HOW TO COMPLETE THIS TASK => Any picture in the data below should be skipped, while every line is repeated exactly.

ENTRIES PROVIDED =>
*** Begin section ***

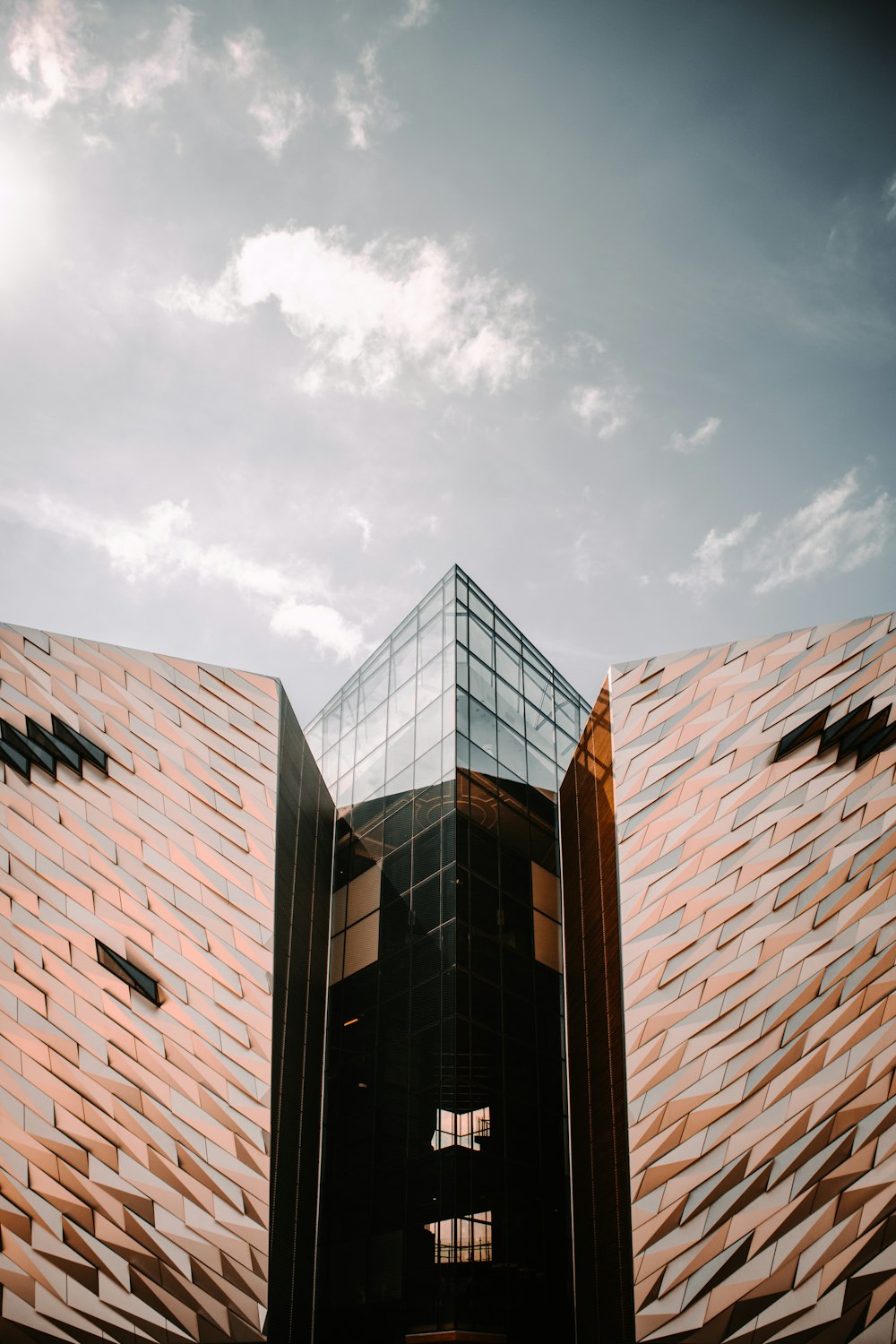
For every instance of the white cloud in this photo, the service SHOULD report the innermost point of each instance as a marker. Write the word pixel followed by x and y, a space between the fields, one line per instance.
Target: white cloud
pixel 142 81
pixel 582 559
pixel 160 546
pixel 46 51
pixel 828 534
pixel 417 13
pixel 692 443
pixel 583 346
pixel 890 195
pixel 355 516
pixel 606 406
pixel 245 53
pixel 707 572
pixel 279 113
pixel 279 109
pixel 373 317
pixel 360 99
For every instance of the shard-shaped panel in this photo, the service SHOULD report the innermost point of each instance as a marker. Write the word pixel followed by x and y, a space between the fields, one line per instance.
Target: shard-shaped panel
pixel 756 865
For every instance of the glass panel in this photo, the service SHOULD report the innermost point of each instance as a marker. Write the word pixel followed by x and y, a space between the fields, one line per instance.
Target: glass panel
pixel 481 642
pixel 330 766
pixel 508 666
pixel 449 757
pixel 482 728
pixel 481 683
pixel 347 752
pixel 332 728
pixel 405 631
pixel 403 664
pixel 538 688
pixel 482 609
pixel 339 909
pixel 429 768
pixel 336 952
pixel 430 642
pixel 547 940
pixel 509 706
pixel 449 626
pixel 546 892
pixel 349 706
pixel 538 730
pixel 540 771
pixel 432 607
pixel 400 752
pixel 370 774
pixel 429 728
pixel 462 712
pixel 511 752
pixel 314 737
pixel 565 747
pixel 506 632
pixel 362 943
pixel 447 711
pixel 401 707
pixel 429 683
pixel 371 733
pixel 462 667
pixel 374 690
pixel 363 894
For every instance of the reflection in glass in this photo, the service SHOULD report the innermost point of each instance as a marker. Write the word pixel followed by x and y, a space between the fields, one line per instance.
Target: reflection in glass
pixel 466 1129
pixel 446 1091
pixel 462 1239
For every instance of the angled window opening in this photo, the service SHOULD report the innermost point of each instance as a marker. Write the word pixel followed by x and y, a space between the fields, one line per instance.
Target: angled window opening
pixel 81 745
pixel 126 970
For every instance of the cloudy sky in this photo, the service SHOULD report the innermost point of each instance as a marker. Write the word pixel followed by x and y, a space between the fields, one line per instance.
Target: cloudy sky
pixel 303 303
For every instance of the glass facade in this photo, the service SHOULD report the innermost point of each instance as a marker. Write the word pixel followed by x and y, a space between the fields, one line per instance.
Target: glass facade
pixel 445 1185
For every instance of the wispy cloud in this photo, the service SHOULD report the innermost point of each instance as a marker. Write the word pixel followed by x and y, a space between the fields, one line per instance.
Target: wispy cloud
pixel 355 516
pixel 360 99
pixel 700 438
pixel 47 54
pixel 279 108
pixel 279 113
pixel 708 569
pixel 890 196
pixel 160 546
pixel 144 80
pixel 417 13
pixel 605 406
pixel 371 317
pixel 834 532
pixel 831 532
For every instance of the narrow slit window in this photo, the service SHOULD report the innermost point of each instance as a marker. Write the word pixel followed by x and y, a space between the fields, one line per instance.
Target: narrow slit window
pixel 126 970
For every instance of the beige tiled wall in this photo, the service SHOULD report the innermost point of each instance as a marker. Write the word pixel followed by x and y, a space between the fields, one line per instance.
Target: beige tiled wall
pixel 758 905
pixel 134 1139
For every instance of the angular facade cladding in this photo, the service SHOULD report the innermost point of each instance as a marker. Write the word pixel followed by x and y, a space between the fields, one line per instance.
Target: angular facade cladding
pixel 166 844
pixel 755 806
pixel 445 1193
pixel 713 989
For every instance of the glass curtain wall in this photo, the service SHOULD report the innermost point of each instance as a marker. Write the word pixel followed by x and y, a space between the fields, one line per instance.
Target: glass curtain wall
pixel 445 1185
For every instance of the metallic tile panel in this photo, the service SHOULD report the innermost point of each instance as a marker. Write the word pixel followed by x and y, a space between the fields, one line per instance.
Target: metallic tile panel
pixel 595 1045
pixel 134 1139
pixel 758 902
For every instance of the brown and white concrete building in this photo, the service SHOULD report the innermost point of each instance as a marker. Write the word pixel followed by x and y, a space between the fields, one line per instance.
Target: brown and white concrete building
pixel 726 997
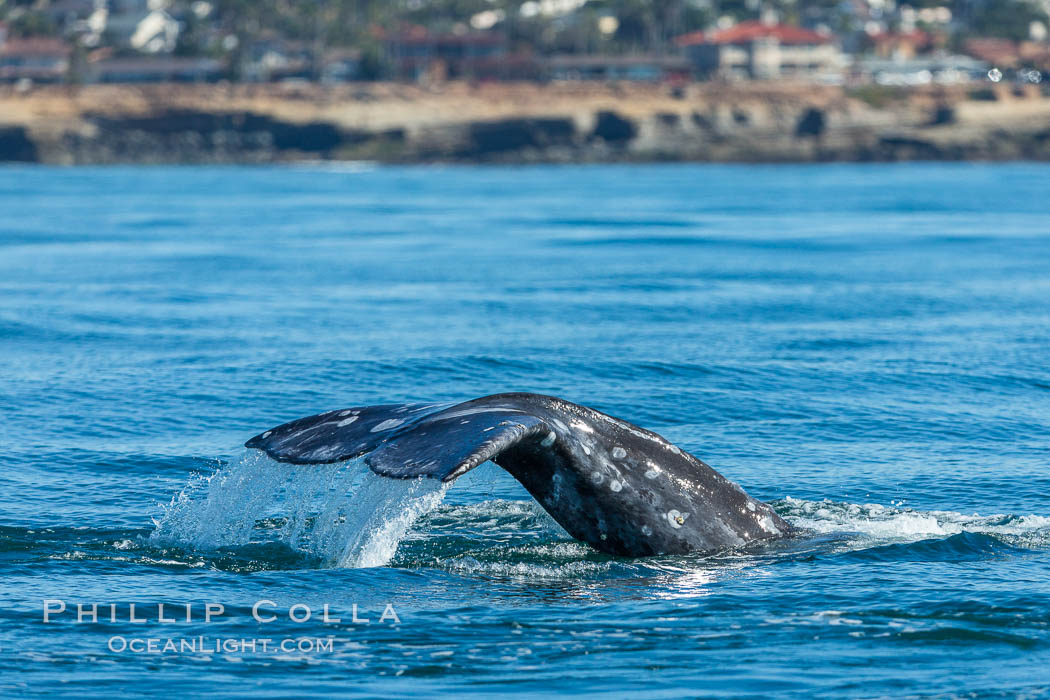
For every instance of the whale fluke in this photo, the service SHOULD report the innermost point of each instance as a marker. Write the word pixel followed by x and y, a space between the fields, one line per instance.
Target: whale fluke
pixel 621 488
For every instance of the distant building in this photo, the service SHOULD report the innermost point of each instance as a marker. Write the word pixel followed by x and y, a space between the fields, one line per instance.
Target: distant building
pixel 341 65
pixel 420 55
pixel 40 60
pixel 901 45
pixel 935 68
pixel 161 69
pixel 273 58
pixel 617 67
pixel 145 30
pixel 760 50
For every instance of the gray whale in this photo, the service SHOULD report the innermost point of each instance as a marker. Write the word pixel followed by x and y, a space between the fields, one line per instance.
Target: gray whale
pixel 622 489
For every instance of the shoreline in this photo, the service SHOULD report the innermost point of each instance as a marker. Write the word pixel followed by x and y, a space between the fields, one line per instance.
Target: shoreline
pixel 521 123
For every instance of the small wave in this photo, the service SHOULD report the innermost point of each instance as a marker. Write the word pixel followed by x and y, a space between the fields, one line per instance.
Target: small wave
pixel 876 525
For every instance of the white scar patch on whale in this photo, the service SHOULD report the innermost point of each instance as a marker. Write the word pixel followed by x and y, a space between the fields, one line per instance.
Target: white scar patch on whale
pixel 387 424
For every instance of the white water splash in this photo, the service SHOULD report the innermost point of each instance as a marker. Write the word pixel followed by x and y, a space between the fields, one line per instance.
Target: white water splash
pixel 341 513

*** End section ***

SOLUTION =>
For every instance of the white cloud in this photo, the service SHOULD report the innermost point of each instance as a marker. Write the word pixel followed by x and y, a space between the fields, one line per instance.
Target: white cloud
pixel 142 81
pixel 582 559
pixel 160 546
pixel 46 51
pixel 828 534
pixel 417 13
pixel 692 443
pixel 583 346
pixel 890 195
pixel 355 516
pixel 606 406
pixel 245 53
pixel 707 572
pixel 279 113
pixel 279 109
pixel 373 317
pixel 360 99
For every instance of the shard-shaped panel in this photo, the service SHOULD report the innermost point of each instance as a marker. Write the word pixel followed by x and y, a space between the fields, one line per instance.
Target: shard-shaped panel
pixel 756 865
For every instance of the glass panel in this photo, the service SHOULD report the innermost point of each instance as a marker. Write the word pixel followed by x and y, a space between the fields, one line per instance.
Target: glass panel
pixel 481 642
pixel 330 766
pixel 508 666
pixel 449 757
pixel 482 728
pixel 481 683
pixel 347 752
pixel 332 728
pixel 405 631
pixel 403 664
pixel 538 688
pixel 482 609
pixel 339 909
pixel 429 768
pixel 336 952
pixel 430 642
pixel 547 940
pixel 509 706
pixel 449 626
pixel 546 892
pixel 349 706
pixel 538 730
pixel 540 771
pixel 432 607
pixel 400 752
pixel 370 774
pixel 429 728
pixel 462 712
pixel 511 752
pixel 314 737
pixel 565 747
pixel 506 632
pixel 362 943
pixel 447 711
pixel 401 707
pixel 429 683
pixel 371 733
pixel 462 667
pixel 374 690
pixel 363 894
For every instance of the reflection in glass in this photo, the service SHOULD report the innermost point of each instance as a marker. Write the word pixel followed by x and y, a space between the fields, one line per instance.
Target: reflection in glass
pixel 466 1129
pixel 446 1091
pixel 462 1239
For every instance of the angled window opening in this photo, the service SHOULD report the innermost point of each instance as a marker. Write the word pixel followed by x and y, a space between the fields, one line per instance.
Target: angled window opening
pixel 81 745
pixel 126 970
For every instance of the cloudy sky in this photo, the service SHOULD report the innermost point of each instance as a marker. Write the word pixel followed by x and y, a space between the fields, one line per instance.
Target: cloudy sky
pixel 303 303
For every instance of the glass facade in this photo, the service SHOULD report the innermost point of each instance as a marker. Write the word pixel followed by x and y, a space between the fields, one line per instance.
Target: glass facade
pixel 445 1185
For every instance of the wispy cloud in this photo, the service SHOULD report the innermost point of each instance as a marker. Write the word pixel followed by x and y, a space between the fields, one line per instance.
Target: wispy cloud
pixel 355 516
pixel 360 99
pixel 700 438
pixel 47 54
pixel 279 108
pixel 279 113
pixel 708 569
pixel 890 196
pixel 160 546
pixel 144 80
pixel 417 13
pixel 605 406
pixel 371 317
pixel 834 532
pixel 831 532
For every instance of the narrow slit window in this photo, the service SHOULD report the innermost point of each instance as a marker. Write the word pixel followed by x and y, a space between the fields, one line per instance.
Target: narrow slit window
pixel 126 970
For every instance of the beige tiled wall in this photo, the service SHOULD report the innermost point of each instance as a marker. Write the word pixel followed by x and y, a space between the fields, one line per instance.
Target: beige tiled wall
pixel 758 905
pixel 134 1139
For every instance of the angular facade cladding in this photo, the service SHOULD report the innermost point of each instance as a marker. Write the word pixel followed by x and y, a space between the fields, one line per instance.
Target: angular facade cladding
pixel 166 844
pixel 755 806
pixel 445 1193
pixel 713 989
For every instance of the glass curtain wall in this photo, the service SHOULD report the innermost point of each instance as a marker. Write the word pixel followed by x and y, a space between the fields, one line per instance.
Target: glass curtain wall
pixel 445 1185
For every instance of the metallic tile panel in this photo, the service SHOULD report the innermost point of each instance as a marker. Write the word pixel followed by x and y, a space between the fields, one line per instance.
Target: metallic tile panel
pixel 595 1045
pixel 134 1139
pixel 758 902
For every instance of the brown and white concrete building in this photo, the service SHOULD report the innermost point of each instance as a marker. Write the word pixel followed by x and y, a space between the fields, one line per instance.
Target: brown and white concrete building
pixel 726 997
For every instance of the whale fluke in this photo, the service SHOULD report the innermost point of each instance as a marker. Write the word pixel followed by x and y, a space between the fields, one line per instance.
Target: whale fluke
pixel 621 488
For every instance of the distant building in this photo, the service SHOULD report the innermost point of each instance as a marker. Write the word pixel followed by x and y, a space between the fields, one line per instance.
Target: distant building
pixel 341 65
pixel 420 55
pixel 40 60
pixel 901 45
pixel 935 68
pixel 161 69
pixel 273 58
pixel 617 67
pixel 145 30
pixel 760 50
For every instance of the gray whale in this photo, the service SHOULD report the innermost point of each instance as a marker. Write the word pixel followed by x and y, a space between the fields, one line per instance.
Target: gray whale
pixel 622 489
For every instance of the shoreline in this photo, the service SHOULD report the innermost point of each instance as a marker. Write the word pixel followed by x and y, a space between the fields, one line per instance.
Target: shoreline
pixel 521 123
For every instance of the small wave in this photo, the service SHOULD report the innermost point of each instance as a marker. Write the word pixel followed by x and y, a space between the fields, one line per instance.
Target: small wave
pixel 876 525
For every instance of the white scar patch on whale in this photo, the service SHOULD report the innermost point of each instance as a marker. Write the word pixel followed by x and y, a space between the fields, one line per instance.
Target: white scar patch on whale
pixel 387 424
For every instance of the white water splash in this photo, the service SHOULD report the innermost point of each instance as a marker. Write the word pixel followed by x and y, a space between the fields, one line per instance.
Target: white water splash
pixel 341 513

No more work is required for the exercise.